* **STATED EXERCISE**:
Pull out each line of the rows below that contains the string "evenodd", matching case exactly.

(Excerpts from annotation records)

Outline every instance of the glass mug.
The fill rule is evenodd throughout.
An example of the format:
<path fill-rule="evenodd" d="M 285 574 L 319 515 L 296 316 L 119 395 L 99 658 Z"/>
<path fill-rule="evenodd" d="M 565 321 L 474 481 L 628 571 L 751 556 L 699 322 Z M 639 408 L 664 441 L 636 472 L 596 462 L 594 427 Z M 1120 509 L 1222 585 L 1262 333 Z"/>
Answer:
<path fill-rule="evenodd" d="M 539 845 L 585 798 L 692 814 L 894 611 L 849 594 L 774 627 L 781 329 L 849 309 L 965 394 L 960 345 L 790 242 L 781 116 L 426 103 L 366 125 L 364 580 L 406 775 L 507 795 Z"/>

* **EXPECTED ANSWER**:
The fill rule is evenodd throughout.
<path fill-rule="evenodd" d="M 285 574 L 319 515 L 296 316 L 119 395 L 99 658 Z"/>
<path fill-rule="evenodd" d="M 565 321 L 474 481 L 628 571 L 751 556 L 699 322 Z M 639 408 L 664 441 L 636 472 L 596 462 L 594 427 Z M 1120 509 L 1222 585 L 1262 333 Z"/>
<path fill-rule="evenodd" d="M 539 845 L 585 798 L 692 814 L 894 611 L 849 594 L 774 627 L 781 329 L 849 309 L 965 394 L 960 345 L 790 242 L 781 116 L 426 103 L 366 125 L 364 580 L 406 775 L 507 795 Z"/>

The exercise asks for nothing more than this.